Put the rows below into a numbered list, leaving out any blank lines. Begin at the line that contains "Study the drawing below and tell me where the white" and stop after the line that contains "[424,318,700,412]".

## RECORD EXTRACTS
______________________________

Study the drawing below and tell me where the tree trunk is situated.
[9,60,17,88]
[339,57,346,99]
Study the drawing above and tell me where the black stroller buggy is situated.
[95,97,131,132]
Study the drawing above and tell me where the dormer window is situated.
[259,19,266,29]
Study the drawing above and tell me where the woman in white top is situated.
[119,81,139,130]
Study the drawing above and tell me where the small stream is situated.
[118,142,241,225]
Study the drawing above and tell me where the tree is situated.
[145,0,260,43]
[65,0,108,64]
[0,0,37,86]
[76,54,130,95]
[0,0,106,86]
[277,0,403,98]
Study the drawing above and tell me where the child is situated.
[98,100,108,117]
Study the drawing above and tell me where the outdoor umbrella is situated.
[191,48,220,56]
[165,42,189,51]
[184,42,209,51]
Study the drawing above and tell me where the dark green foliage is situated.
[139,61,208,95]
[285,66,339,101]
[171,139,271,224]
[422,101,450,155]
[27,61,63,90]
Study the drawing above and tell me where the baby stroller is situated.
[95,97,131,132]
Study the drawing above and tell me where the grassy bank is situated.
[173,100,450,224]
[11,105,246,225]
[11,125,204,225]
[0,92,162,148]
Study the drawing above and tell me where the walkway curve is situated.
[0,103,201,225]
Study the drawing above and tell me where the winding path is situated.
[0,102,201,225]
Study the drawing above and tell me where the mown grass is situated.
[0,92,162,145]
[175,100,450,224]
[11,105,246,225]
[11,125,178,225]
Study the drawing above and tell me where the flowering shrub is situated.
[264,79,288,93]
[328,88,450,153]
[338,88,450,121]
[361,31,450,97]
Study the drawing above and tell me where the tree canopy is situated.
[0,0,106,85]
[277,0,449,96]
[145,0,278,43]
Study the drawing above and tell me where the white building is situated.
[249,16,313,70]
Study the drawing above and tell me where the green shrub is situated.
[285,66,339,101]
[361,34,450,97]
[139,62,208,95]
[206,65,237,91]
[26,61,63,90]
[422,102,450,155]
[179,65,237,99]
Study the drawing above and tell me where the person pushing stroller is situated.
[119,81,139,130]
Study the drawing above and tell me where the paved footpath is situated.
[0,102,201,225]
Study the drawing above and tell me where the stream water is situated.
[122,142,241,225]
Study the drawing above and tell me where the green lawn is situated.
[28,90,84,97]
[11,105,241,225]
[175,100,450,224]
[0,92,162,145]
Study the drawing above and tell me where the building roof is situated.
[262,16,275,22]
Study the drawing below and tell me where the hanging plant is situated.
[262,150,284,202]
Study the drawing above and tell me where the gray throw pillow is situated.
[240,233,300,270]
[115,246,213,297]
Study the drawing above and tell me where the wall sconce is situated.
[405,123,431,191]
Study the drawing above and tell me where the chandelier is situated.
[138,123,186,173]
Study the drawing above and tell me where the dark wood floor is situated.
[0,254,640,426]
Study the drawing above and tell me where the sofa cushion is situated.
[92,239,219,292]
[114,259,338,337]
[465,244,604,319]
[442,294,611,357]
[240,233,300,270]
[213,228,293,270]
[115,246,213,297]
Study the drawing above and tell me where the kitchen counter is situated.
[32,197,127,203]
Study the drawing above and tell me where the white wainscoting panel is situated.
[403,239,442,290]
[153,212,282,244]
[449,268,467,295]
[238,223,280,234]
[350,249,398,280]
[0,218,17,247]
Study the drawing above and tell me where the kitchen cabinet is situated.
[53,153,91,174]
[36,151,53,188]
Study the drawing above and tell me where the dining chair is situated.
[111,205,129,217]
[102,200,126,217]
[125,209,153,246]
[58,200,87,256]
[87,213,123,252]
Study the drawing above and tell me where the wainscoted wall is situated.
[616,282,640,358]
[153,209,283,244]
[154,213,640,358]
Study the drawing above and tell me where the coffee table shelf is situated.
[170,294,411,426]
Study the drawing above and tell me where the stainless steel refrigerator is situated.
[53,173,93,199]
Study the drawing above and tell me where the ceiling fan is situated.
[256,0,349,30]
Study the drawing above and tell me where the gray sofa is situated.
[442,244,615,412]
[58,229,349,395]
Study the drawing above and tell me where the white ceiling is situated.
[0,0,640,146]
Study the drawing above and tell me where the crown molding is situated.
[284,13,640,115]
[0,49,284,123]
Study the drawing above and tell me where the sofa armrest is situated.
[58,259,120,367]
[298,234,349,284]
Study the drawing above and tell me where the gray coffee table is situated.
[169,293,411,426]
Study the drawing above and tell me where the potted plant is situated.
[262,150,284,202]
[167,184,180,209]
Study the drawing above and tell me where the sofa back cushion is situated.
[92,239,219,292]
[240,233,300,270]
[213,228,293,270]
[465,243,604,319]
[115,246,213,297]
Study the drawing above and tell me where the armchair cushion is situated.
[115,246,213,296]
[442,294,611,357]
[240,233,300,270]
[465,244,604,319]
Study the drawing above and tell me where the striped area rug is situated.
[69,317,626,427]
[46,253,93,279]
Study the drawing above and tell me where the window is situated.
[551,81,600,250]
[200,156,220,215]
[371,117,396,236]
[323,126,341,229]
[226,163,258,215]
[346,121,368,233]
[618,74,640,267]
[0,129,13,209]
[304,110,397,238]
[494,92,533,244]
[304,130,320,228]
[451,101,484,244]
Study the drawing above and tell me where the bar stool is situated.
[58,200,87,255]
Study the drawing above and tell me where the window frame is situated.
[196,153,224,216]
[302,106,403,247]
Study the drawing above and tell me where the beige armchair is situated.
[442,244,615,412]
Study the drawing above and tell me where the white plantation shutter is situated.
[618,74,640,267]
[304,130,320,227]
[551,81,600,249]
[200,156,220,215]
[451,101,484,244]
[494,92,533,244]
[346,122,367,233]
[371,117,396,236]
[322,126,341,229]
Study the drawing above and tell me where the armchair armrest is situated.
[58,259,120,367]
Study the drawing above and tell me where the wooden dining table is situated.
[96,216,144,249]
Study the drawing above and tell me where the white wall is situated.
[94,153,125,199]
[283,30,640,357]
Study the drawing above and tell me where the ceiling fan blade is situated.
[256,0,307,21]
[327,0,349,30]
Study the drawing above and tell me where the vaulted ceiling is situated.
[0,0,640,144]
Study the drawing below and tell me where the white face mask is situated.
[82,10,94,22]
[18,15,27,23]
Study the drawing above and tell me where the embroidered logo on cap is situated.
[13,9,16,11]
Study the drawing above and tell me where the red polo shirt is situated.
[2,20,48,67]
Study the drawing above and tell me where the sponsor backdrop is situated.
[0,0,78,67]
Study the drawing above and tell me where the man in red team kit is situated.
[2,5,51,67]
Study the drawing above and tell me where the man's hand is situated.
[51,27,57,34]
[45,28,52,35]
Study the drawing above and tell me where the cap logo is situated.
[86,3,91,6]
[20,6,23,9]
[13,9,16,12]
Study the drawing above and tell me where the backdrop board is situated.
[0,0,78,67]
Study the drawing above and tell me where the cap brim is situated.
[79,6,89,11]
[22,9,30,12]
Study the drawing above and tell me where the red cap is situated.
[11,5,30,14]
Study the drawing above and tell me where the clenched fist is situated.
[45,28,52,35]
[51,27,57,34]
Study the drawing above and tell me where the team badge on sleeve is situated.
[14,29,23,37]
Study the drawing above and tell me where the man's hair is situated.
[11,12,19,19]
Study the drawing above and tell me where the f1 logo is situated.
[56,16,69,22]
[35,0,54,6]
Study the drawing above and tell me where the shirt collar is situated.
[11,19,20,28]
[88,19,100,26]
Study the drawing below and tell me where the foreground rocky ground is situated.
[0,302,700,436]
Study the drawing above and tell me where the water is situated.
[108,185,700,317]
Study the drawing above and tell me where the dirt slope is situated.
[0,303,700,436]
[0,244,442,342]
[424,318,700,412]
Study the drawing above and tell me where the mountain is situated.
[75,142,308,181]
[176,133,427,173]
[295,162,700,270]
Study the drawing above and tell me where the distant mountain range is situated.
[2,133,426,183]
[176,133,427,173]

______________________________

## ANSWER TO THE EXERCISE
1. Study the drawing below and tell me where the white face mask is situated.
2. [82,10,94,22]
3. [18,15,27,23]
4. Study the drawing above and tell me where the embroidered logo on cap is situated.
5. [13,9,16,11]
6. Study the drawing above and tell me where the red polo shirt is situated.
7. [2,20,48,67]
8. Study the drawing above and tell me where the sponsor backdrop is situated.
9. [0,0,78,67]
10. Study the drawing above and tell me where the man in red team kit is situated.
11. [2,5,51,67]
12. Study the drawing above and tell me where the man's hand is situated.
13. [51,27,57,34]
14. [45,28,52,35]
15. Study the drawing above and tell me where the cap logo is situated.
16. [86,3,91,6]
17. [20,6,23,9]
18. [13,9,16,12]
19. Study the drawing above and tell me where the backdrop board is situated.
20. [0,0,78,67]
21. Study the drawing above and tell me where the cap brim is situated.
22. [79,6,89,11]
23. [22,9,30,12]
24. Study the drawing above and tell me where the red cap is situated.
25. [11,5,30,14]
26. Study the drawing above and tell me where the clenched fist is situated.
27. [45,28,52,35]
28. [51,27,57,34]
29. Study the drawing above and tell me where the team badge on sleeve is situated.
30. [14,29,23,37]
31. Study the drawing above and tell me where the man's hair is situated.
32. [11,12,19,19]
33. Study the drawing above and tell me where the f1 logo is situated.
34. [56,16,69,22]
35. [35,0,54,6]
36. Study the drawing above and tell me where the shirt collar is situated.
37. [11,19,20,28]
38. [88,19,100,26]
39. Study the drawing below and tell me where the foreground rocky ground is situated.
40. [0,302,700,436]
41. Study the drawing above and tell me where the water is situated.
42. [108,185,700,317]
43. Study the drawing above and tell me where the dirt slope is situated.
44. [0,303,700,436]
45. [0,244,442,342]
46. [424,318,700,412]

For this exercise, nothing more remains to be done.